[WHAT YOU WILL DO]: Reproduce only this part of the listing: the line with "Q: Point to the book cover", plus every line after it through the last.

(Location labeling records)

-=-=-=-=-

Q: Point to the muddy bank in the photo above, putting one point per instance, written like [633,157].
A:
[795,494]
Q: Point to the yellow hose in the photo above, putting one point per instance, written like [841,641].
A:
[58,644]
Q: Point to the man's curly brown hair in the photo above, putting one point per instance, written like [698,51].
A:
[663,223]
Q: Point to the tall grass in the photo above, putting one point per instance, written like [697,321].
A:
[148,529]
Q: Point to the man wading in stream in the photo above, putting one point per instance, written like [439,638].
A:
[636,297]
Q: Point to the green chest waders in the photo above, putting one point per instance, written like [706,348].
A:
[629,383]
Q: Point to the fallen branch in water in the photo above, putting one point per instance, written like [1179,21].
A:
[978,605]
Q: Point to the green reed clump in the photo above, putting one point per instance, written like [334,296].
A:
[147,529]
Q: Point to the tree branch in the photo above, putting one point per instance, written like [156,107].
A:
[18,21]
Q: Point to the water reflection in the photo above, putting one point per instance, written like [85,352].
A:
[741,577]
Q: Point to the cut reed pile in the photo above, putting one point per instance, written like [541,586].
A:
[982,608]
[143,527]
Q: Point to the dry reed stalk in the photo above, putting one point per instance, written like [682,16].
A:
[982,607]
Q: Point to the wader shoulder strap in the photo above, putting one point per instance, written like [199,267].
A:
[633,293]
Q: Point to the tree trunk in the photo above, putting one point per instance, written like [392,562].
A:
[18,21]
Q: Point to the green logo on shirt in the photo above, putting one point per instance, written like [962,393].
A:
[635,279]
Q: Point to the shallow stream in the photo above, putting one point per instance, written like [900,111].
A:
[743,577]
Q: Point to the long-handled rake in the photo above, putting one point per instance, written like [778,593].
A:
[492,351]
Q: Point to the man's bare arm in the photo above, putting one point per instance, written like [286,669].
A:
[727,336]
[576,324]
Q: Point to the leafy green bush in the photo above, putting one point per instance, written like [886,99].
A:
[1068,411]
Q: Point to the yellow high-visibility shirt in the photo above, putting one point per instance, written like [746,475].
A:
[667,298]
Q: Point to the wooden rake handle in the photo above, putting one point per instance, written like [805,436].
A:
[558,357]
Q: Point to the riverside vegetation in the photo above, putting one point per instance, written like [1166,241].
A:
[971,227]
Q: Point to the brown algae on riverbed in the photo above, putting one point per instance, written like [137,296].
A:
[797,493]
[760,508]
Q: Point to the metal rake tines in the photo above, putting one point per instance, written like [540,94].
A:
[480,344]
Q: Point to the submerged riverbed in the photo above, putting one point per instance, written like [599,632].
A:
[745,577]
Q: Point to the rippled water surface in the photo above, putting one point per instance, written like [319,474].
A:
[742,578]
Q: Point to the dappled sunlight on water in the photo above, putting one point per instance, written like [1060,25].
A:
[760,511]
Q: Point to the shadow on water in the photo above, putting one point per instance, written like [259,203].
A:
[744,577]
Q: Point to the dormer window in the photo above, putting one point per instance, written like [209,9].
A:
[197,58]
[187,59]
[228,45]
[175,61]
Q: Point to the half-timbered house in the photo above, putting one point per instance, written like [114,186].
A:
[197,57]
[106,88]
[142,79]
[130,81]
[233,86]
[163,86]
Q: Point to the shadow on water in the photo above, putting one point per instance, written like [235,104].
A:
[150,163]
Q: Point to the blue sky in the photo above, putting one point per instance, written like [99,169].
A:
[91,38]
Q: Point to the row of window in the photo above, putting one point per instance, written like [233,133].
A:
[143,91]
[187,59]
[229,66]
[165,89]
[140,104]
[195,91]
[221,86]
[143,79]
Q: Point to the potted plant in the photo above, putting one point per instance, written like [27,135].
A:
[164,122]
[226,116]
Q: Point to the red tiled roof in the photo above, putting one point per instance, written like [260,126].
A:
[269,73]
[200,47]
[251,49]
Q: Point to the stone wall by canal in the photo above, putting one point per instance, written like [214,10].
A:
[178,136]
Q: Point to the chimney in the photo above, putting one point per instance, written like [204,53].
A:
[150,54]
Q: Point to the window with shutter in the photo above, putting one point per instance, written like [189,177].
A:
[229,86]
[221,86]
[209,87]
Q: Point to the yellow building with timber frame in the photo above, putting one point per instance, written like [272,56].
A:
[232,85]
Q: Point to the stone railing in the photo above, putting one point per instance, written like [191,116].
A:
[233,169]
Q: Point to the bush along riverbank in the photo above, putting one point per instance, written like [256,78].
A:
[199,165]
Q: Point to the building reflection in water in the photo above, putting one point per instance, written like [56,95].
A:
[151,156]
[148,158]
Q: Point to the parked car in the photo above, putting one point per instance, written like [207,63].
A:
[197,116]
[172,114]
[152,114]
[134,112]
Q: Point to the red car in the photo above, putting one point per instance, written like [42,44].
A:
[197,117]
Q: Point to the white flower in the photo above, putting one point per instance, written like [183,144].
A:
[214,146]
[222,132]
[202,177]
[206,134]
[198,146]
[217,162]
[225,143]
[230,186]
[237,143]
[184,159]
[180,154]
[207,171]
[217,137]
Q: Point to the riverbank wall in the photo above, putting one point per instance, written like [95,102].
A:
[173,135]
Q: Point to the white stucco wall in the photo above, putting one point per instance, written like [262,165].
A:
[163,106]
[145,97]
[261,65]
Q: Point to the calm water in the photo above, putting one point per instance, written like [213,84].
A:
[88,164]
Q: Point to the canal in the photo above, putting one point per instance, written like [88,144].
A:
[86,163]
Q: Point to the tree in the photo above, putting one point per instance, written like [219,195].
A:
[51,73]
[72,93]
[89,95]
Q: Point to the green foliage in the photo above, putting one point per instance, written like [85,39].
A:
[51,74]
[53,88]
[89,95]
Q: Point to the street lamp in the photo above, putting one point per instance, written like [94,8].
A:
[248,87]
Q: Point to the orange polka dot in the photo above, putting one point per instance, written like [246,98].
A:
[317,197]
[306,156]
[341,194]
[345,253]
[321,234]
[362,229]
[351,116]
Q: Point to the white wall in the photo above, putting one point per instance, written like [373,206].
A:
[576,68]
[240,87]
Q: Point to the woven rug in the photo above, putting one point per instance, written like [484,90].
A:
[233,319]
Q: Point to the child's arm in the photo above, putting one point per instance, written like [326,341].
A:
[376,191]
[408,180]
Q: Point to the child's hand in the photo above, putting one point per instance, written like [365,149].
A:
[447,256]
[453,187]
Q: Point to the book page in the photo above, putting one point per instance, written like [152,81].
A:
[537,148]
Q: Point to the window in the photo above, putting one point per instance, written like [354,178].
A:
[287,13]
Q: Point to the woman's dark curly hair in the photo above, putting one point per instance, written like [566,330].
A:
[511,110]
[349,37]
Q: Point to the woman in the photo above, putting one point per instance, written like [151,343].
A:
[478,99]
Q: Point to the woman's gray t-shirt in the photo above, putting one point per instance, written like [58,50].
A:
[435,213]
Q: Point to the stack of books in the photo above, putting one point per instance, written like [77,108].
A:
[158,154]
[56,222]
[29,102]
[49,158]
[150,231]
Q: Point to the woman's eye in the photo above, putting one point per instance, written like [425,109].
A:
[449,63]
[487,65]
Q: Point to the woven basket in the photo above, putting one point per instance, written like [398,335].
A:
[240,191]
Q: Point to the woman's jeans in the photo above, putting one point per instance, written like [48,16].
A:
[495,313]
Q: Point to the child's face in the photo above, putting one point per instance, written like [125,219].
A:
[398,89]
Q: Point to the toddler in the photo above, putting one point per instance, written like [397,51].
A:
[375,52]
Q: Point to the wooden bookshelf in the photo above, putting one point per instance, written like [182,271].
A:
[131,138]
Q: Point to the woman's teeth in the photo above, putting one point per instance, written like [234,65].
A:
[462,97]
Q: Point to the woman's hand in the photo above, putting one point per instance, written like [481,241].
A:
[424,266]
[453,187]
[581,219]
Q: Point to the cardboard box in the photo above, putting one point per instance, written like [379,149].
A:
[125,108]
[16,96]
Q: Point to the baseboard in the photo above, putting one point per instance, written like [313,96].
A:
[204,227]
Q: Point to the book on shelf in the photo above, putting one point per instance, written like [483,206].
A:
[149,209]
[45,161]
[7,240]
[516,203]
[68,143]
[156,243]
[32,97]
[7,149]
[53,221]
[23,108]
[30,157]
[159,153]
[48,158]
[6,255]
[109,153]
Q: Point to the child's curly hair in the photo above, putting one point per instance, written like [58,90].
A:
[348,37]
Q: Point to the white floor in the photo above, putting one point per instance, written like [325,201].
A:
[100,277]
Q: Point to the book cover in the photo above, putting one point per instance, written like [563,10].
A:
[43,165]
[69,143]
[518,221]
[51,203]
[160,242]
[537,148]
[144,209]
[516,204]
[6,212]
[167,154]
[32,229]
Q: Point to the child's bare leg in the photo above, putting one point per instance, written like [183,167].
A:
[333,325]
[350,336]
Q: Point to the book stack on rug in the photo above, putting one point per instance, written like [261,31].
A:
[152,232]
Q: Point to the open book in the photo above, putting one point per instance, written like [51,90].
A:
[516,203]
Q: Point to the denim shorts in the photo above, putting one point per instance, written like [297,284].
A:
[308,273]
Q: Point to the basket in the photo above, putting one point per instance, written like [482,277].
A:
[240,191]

-=-=-=-=-

[REPLY TO THE TASK]:
Q: Point to the book cover in the photo above, putting one point per instance, written like [563,10].
A:
[43,165]
[69,143]
[518,221]
[51,203]
[160,242]
[537,148]
[144,209]
[516,204]
[6,212]
[167,154]
[32,229]
Q: Point to the child's bare leg in the photo above, putting one point per instance, written like [183,167].
A:
[333,325]
[350,336]
Q: Point to the book stack on rug in the photo above, putting one point per instance, written like [261,31].
A:
[152,232]
Q: Point to the open book in the photo above, putting one point per instance, written like [51,90].
A:
[516,203]
Q: Point to the denim shorts in the photo above, putting one point per instance, written like [297,284].
A:
[308,273]
Q: Point to the basket in the photo above, putting one point per instance, written like [482,277].
A:
[240,191]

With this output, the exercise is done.